**TEXT PROVIDED**
───

Diamond Girl is the fifth studio album by pop/folk duo Seals and Crofts. It was released in 1973 on Warner Bros. Records.

Background 
The album contains a number of different musical styles and themes. "Nine Houses" is one of two intimate, religious songs, which the band would often reserve for after concert performances. "Ruby Jean and Billie Lee" is another, written for their spouses, Ruby Jean Anderson (Seals) and Billie Lee Day (Crofts).  The first verse is sung by Seals, and the second by Crofts, with both singing the chorus.  Their children (Lua Crofts and Joshua Seals) are mentioned in the chorus. 

Diamond Girl peaked at #4 on the U.S. album charts. Its title track "Diamond Girl" reached #6 on the Billboard Hot 100 chart in the summer and #13 in Canada. The follow-up single "We May Never Pass This Way (Again)" attained the #21 position late in the year (#33 in Canada).

───

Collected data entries
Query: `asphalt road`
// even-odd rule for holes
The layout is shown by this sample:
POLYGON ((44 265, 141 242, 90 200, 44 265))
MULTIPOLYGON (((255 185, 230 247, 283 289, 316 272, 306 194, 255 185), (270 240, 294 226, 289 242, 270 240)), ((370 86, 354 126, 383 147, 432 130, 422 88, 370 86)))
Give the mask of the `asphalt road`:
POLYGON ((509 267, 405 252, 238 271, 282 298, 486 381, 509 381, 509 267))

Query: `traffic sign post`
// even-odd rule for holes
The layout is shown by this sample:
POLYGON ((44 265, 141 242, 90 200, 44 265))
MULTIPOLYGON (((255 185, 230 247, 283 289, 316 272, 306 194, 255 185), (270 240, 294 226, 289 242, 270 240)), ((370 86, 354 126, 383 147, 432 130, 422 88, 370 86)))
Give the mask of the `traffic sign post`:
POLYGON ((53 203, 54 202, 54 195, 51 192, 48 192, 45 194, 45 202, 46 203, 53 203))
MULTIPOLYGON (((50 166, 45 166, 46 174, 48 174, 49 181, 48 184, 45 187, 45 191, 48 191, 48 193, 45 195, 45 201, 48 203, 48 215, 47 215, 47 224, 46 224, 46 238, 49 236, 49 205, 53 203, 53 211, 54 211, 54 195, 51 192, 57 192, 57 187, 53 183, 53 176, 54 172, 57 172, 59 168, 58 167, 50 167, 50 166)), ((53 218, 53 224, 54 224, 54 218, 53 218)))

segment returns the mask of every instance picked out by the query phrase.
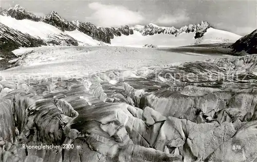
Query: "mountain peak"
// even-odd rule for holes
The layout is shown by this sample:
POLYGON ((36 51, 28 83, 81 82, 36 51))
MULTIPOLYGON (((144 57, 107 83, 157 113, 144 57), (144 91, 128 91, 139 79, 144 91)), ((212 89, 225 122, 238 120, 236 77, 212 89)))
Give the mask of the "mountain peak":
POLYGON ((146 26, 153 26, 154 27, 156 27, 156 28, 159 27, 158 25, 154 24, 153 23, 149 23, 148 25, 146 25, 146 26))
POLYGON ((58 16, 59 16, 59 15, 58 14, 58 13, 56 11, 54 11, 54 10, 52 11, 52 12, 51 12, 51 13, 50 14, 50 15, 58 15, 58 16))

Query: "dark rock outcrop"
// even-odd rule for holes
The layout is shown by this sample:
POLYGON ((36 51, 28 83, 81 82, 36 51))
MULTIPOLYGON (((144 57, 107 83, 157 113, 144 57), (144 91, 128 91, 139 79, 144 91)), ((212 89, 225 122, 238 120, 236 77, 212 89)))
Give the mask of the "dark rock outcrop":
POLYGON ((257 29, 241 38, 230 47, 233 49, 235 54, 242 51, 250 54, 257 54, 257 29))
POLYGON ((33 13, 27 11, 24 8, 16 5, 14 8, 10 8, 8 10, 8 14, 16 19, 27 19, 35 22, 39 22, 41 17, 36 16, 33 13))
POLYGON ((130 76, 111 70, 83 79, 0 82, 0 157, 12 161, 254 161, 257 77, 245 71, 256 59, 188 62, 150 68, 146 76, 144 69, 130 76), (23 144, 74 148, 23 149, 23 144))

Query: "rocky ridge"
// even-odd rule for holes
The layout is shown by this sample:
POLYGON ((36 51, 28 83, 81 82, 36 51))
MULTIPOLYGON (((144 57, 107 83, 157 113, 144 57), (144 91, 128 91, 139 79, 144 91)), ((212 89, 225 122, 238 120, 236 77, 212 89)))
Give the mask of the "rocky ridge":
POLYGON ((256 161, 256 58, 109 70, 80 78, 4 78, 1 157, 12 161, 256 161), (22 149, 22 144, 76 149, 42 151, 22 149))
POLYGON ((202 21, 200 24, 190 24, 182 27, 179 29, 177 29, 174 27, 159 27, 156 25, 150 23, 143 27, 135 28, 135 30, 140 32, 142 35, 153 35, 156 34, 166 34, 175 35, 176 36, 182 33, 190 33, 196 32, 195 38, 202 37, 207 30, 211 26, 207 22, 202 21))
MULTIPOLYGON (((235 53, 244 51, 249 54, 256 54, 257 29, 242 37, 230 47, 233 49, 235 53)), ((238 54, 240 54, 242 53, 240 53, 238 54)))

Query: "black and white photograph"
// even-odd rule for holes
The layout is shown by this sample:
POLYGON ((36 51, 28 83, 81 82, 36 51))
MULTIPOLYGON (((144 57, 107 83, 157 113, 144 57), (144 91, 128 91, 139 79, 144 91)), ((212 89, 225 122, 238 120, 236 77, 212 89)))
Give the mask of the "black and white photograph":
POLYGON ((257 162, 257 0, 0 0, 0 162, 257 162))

───

**AIM**
Put this sentence from the Diamond Girl text into Spanish: "Diamond Girl peaked at #4 on the U.S. album charts." These rows were gathered from a separate source.

**PROBLEM SOLUTION**
Diamond Girl alcanzó el puesto n.º 4 en las listas de álbumes de Estados Unidos.